[Object position labeling entries]
▼

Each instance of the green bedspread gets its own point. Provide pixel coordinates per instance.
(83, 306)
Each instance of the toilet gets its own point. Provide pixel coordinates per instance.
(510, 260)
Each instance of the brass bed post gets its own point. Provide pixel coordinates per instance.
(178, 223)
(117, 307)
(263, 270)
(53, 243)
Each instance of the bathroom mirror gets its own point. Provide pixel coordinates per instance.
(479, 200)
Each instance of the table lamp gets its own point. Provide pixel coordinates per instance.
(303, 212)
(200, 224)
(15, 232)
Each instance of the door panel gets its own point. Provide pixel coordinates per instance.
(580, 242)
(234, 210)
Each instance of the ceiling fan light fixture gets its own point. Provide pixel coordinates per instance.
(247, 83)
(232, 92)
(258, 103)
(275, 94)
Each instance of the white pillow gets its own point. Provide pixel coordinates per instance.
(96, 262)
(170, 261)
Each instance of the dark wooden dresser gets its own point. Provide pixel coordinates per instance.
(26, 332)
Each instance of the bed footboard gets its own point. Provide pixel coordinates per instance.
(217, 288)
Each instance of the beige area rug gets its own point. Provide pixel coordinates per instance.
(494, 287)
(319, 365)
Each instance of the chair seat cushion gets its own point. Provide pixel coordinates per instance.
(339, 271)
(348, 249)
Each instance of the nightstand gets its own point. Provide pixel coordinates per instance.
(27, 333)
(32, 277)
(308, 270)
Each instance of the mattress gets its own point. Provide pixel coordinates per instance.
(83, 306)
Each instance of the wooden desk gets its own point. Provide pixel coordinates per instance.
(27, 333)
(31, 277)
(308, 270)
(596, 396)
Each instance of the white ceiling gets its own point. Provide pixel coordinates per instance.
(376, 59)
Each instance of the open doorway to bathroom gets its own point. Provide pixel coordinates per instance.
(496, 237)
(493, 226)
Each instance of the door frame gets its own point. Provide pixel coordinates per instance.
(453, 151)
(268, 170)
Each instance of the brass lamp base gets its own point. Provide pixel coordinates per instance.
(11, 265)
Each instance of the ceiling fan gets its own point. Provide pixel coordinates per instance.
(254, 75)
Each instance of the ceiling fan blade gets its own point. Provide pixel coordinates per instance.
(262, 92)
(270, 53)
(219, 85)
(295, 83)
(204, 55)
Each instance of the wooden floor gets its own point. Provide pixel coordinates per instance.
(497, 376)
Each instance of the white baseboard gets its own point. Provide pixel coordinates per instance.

▲

Work required: Beginning with the line that contains "Each instance of the wooden desk", quote each line exactly through the last line of the entries above, and nothing beyond them.

Solution to this exercise:
Each instance of the wooden desk gets its own point. Provide pixel coordinates per instance.
(27, 333)
(31, 277)
(308, 270)
(596, 396)
Each instance of the white ceiling gets its own point. Provide pixel coordinates per instance.
(376, 59)
Each instance of the open doorway to bathroom gets its own point. Provide pixel coordinates per instance.
(496, 237)
(493, 226)
Each instance of the door frame gets its own point. Provide pixel coordinates per instance.
(453, 151)
(268, 170)
Each instance of the brass lamp base gets its own point. Provide pixel coordinates per instance.
(11, 265)
Each instance of the ceiling fan gets its own point. Provide pixel coordinates per instance.
(254, 75)
Each instance of the ceiling fan blade gets its own point. Provide pixel coordinates per instance.
(262, 92)
(270, 53)
(219, 85)
(295, 83)
(204, 55)
Each instance of the wooden floor gets its own point. Provide pixel coordinates per instance.
(497, 376)
Each instance of the white baseboard gets its own point. Provide pixel coordinates per instance.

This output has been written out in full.